Data entries:

━━━━━━━━

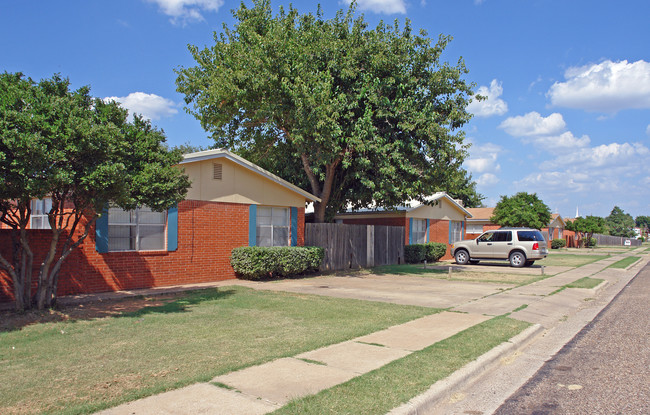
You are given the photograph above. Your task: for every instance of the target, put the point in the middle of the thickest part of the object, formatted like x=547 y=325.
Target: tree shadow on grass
x=123 y=307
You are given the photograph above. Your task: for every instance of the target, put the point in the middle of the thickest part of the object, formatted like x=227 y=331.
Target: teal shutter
x=294 y=226
x=426 y=233
x=172 y=229
x=101 y=232
x=252 y=225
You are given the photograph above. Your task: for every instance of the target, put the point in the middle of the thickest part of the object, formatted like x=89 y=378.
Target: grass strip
x=82 y=366
x=625 y=262
x=383 y=389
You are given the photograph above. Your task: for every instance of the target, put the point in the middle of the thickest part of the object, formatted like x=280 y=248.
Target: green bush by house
x=558 y=243
x=256 y=262
x=431 y=252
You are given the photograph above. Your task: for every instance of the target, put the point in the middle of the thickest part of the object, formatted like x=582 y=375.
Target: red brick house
x=442 y=219
x=231 y=203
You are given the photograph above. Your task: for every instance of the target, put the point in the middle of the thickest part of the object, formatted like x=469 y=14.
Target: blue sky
x=568 y=113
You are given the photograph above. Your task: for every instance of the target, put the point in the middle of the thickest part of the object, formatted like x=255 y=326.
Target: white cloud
x=493 y=105
x=184 y=11
x=381 y=6
x=150 y=106
x=605 y=87
x=487 y=179
x=533 y=124
x=611 y=158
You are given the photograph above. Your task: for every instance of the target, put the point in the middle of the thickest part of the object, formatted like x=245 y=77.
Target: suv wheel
x=462 y=257
x=517 y=259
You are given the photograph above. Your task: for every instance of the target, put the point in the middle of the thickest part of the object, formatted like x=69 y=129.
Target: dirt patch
x=12 y=320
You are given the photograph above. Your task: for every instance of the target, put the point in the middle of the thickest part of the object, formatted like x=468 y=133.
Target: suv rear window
x=527 y=236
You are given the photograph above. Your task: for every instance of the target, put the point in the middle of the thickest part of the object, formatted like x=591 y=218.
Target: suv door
x=501 y=244
x=483 y=248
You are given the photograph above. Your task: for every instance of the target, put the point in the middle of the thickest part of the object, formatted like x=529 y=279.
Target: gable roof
x=481 y=213
x=412 y=205
x=223 y=153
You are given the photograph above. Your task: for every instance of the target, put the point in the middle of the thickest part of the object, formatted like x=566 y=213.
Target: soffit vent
x=217 y=170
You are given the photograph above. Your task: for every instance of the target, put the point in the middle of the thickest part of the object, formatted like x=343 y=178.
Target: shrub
x=435 y=251
x=257 y=262
x=430 y=252
x=558 y=243
x=414 y=254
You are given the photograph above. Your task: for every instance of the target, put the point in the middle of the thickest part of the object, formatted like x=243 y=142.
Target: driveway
x=419 y=291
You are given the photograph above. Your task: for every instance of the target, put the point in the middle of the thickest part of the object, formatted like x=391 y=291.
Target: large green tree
x=620 y=223
x=643 y=222
x=522 y=210
x=358 y=116
x=82 y=153
x=586 y=227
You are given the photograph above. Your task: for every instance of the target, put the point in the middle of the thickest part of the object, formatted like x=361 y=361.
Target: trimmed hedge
x=558 y=243
x=257 y=262
x=431 y=252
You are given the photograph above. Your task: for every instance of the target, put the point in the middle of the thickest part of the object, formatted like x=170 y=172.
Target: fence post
x=370 y=246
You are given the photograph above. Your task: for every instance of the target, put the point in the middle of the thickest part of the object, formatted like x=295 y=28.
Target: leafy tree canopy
x=620 y=223
x=83 y=154
x=642 y=221
x=586 y=227
x=356 y=115
x=522 y=210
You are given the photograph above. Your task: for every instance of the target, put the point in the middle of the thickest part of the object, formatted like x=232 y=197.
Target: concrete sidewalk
x=264 y=388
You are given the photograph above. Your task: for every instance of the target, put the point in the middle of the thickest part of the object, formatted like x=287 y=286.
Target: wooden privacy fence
x=609 y=240
x=356 y=246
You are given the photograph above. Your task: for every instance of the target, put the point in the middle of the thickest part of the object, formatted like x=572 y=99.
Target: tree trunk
x=324 y=192
x=43 y=296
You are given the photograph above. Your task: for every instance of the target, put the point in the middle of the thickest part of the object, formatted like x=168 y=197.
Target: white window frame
x=136 y=229
x=474 y=228
x=419 y=231
x=456 y=231
x=277 y=214
x=38 y=218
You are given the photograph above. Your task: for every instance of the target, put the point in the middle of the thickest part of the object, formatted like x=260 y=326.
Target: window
x=529 y=236
x=136 y=230
x=272 y=226
x=419 y=231
x=40 y=209
x=474 y=228
x=455 y=231
x=502 y=236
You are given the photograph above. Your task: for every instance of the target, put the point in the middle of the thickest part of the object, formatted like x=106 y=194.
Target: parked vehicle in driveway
x=521 y=246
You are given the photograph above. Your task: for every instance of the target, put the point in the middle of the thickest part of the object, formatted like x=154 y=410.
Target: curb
x=465 y=375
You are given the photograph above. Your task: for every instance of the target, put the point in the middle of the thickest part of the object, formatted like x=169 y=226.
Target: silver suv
x=521 y=246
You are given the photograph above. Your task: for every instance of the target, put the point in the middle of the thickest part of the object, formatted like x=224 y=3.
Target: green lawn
x=625 y=262
x=388 y=387
x=81 y=366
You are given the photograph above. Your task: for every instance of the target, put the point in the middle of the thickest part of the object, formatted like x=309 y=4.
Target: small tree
x=83 y=154
x=620 y=223
x=522 y=210
x=586 y=227
x=643 y=222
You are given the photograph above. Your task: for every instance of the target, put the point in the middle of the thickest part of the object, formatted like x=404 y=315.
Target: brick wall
x=207 y=232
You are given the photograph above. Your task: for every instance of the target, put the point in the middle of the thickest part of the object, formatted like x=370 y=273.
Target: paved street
x=605 y=369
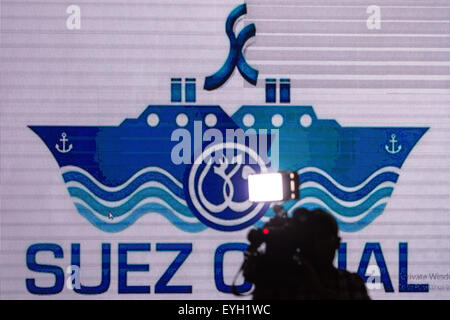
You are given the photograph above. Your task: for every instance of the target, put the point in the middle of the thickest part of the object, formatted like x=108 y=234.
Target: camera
x=275 y=249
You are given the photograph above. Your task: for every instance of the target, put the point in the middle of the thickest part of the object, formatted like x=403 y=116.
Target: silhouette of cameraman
x=298 y=261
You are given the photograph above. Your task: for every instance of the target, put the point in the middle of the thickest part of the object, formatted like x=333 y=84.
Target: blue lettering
x=124 y=267
x=185 y=250
x=403 y=285
x=45 y=268
x=106 y=269
x=379 y=258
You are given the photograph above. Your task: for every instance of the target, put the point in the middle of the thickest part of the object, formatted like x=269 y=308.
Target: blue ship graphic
x=116 y=174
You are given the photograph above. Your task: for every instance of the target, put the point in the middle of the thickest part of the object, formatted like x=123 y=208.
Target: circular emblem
x=217 y=187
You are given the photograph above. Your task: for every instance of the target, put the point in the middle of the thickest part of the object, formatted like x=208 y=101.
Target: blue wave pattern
x=354 y=207
x=152 y=190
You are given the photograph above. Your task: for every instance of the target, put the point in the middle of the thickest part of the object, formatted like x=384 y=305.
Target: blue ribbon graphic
x=235 y=55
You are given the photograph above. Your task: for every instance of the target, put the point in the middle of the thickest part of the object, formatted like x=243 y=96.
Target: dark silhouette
x=298 y=259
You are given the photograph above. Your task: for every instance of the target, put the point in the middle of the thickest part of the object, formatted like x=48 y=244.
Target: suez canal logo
x=167 y=162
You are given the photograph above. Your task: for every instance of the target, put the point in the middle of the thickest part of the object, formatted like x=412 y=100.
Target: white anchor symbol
x=63 y=140
x=393 y=150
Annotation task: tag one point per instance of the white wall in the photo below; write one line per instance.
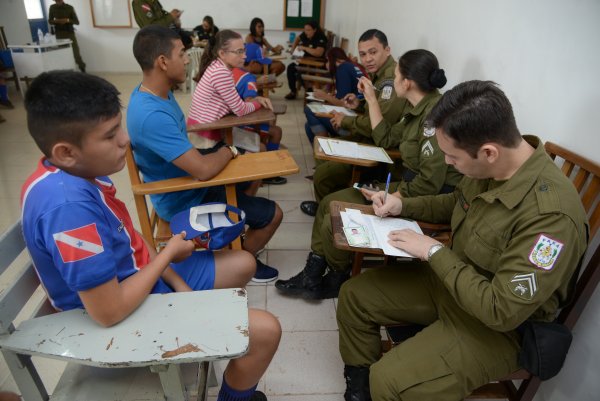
(545, 55)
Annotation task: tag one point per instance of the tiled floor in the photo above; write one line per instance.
(307, 366)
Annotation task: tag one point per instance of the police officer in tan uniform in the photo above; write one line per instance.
(375, 56)
(519, 234)
(417, 77)
(62, 16)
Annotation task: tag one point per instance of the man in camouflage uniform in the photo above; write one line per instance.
(519, 235)
(62, 17)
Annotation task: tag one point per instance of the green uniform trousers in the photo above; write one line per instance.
(71, 35)
(452, 356)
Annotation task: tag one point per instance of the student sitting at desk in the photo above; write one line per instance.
(81, 238)
(313, 43)
(256, 60)
(417, 77)
(207, 29)
(245, 84)
(162, 149)
(375, 56)
(215, 96)
(346, 73)
(257, 36)
(519, 233)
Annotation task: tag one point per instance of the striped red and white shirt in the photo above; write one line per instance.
(216, 96)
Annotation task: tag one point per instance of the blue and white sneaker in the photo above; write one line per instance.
(264, 273)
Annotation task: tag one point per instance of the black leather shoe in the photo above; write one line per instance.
(275, 180)
(309, 207)
(357, 383)
(330, 285)
(7, 104)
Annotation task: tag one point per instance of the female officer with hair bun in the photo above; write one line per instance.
(417, 79)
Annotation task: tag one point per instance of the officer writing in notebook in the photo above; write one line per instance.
(519, 234)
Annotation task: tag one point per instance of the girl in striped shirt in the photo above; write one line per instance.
(215, 95)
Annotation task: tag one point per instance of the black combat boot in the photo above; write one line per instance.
(330, 285)
(309, 278)
(357, 383)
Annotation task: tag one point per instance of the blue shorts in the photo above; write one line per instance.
(198, 271)
(259, 211)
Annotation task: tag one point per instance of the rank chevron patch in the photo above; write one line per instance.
(523, 285)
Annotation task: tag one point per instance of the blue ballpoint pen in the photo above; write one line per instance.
(387, 189)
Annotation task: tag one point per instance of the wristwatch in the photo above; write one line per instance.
(234, 151)
(434, 248)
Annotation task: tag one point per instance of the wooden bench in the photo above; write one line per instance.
(176, 335)
(247, 167)
(522, 385)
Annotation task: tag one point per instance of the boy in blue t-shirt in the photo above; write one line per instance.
(81, 237)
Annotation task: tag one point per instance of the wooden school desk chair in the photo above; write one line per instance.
(585, 175)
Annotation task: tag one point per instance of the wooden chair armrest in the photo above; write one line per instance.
(166, 328)
(316, 78)
(310, 70)
(248, 167)
(314, 62)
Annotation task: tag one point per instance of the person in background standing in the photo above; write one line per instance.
(62, 17)
(207, 29)
(148, 12)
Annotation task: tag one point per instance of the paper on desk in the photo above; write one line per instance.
(348, 220)
(245, 139)
(333, 147)
(378, 229)
(327, 108)
(311, 96)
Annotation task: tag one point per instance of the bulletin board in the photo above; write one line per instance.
(111, 13)
(296, 13)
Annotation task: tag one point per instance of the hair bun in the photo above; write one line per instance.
(437, 78)
(211, 42)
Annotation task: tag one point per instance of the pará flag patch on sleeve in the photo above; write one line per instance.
(79, 243)
(545, 252)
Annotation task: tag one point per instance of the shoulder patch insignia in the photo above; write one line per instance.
(523, 285)
(427, 149)
(386, 92)
(545, 252)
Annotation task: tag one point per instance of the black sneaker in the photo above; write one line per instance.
(264, 273)
(258, 396)
(7, 104)
(307, 280)
(309, 207)
(329, 287)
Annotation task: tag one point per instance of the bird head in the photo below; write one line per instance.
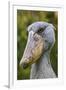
(39, 40)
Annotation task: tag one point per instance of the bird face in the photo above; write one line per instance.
(33, 49)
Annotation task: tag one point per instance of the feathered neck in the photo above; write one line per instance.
(42, 68)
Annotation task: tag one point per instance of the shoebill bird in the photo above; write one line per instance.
(41, 39)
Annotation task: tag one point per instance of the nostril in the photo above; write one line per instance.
(24, 65)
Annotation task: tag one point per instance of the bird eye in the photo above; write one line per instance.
(36, 37)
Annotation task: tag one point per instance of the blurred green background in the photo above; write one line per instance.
(25, 18)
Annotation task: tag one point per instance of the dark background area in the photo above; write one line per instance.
(24, 19)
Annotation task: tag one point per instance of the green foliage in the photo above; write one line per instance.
(25, 18)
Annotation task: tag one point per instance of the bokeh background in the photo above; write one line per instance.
(24, 19)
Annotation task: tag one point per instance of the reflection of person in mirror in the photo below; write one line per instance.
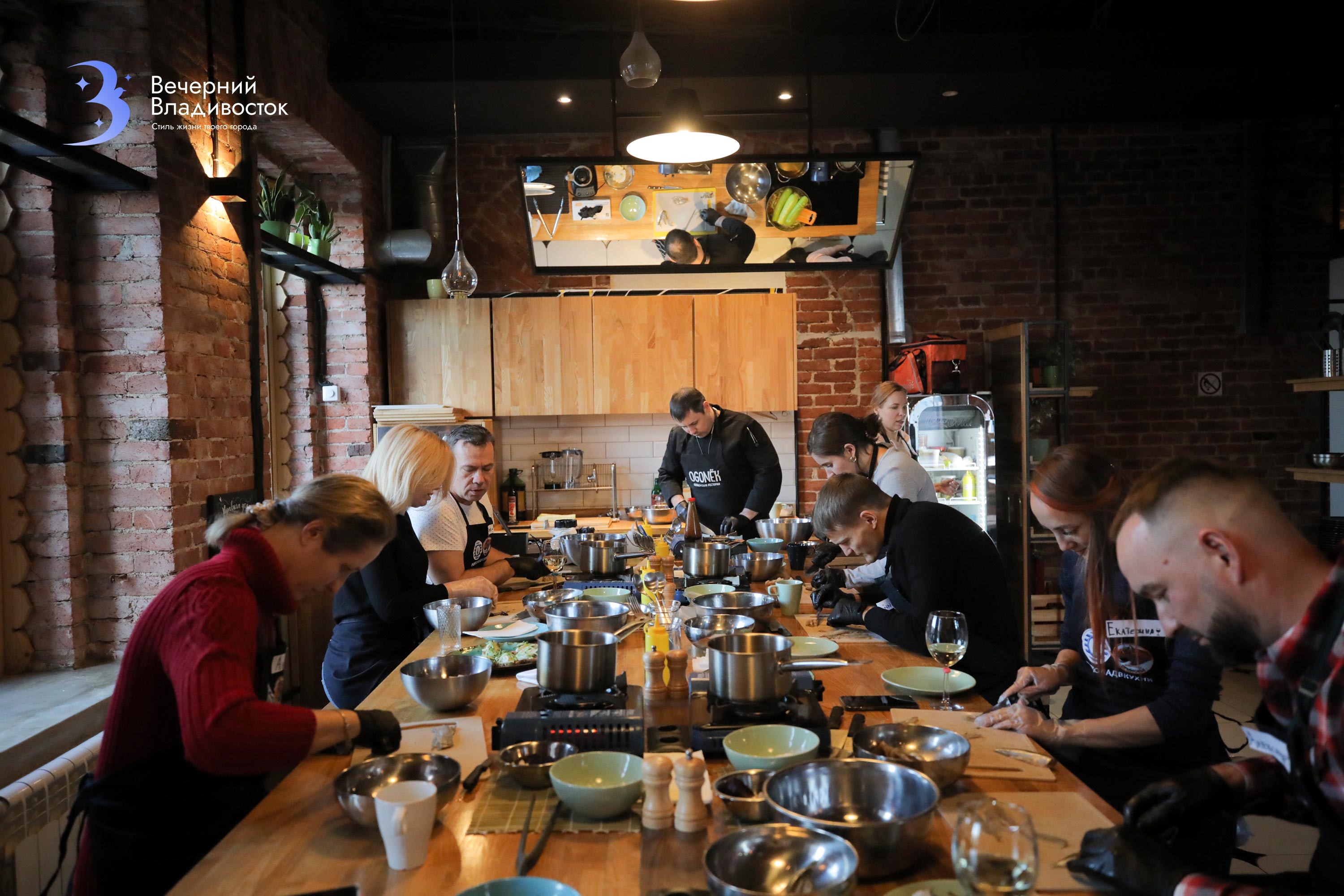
(729, 245)
(838, 253)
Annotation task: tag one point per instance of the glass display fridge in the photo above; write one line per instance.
(955, 437)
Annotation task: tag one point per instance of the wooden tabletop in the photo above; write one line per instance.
(299, 840)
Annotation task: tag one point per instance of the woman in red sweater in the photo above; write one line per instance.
(191, 730)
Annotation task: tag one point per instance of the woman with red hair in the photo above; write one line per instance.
(1140, 706)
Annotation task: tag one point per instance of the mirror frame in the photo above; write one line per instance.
(728, 269)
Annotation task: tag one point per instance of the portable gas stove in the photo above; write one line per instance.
(713, 718)
(611, 719)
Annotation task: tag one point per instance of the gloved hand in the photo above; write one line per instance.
(1131, 862)
(379, 731)
(1170, 805)
(737, 524)
(826, 552)
(529, 569)
(828, 577)
(847, 613)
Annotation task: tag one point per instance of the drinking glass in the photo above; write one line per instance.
(947, 637)
(449, 628)
(994, 848)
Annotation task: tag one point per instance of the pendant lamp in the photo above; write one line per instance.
(459, 277)
(683, 135)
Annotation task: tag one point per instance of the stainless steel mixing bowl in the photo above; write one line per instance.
(882, 809)
(447, 683)
(355, 786)
(764, 860)
(791, 528)
(937, 753)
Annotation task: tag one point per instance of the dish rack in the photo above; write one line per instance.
(594, 477)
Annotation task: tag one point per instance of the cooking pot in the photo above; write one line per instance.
(754, 668)
(706, 559)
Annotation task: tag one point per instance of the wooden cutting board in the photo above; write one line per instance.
(1061, 820)
(984, 742)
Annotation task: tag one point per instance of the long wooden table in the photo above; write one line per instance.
(299, 840)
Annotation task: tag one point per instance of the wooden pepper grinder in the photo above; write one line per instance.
(658, 798)
(678, 685)
(691, 814)
(655, 688)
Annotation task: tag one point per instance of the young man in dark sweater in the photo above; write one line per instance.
(937, 559)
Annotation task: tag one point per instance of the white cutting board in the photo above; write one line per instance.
(468, 743)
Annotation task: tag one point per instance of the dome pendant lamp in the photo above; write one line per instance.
(683, 136)
(459, 277)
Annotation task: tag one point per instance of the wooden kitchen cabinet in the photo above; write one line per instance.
(543, 355)
(643, 351)
(746, 351)
(439, 354)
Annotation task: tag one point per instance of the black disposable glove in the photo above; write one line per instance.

━━━━━━━━

WHAT IS REQUIRED: Give the lines of the material starting at the line that contains "like x=123 y=208." and ending at the line that contains "x=152 y=190", both included, as a JSON list of strings with one string per line and no blank lines.

SOLUTION TO THE PROBLEM:
[
  "You are given the photograph above. Your task: for every instance of the target, put the point in the middle of the thickest part of the object, formatted like x=123 y=208.",
  "Target: circular emblem",
  "x=217 y=187",
  "You are given the photograph above. Your task: for every instance of the target, put the point in the middle of the thickest part of the object, formatted like x=208 y=101.",
  "Target: blue wave pattern",
  "x=354 y=207",
  "x=152 y=190"
]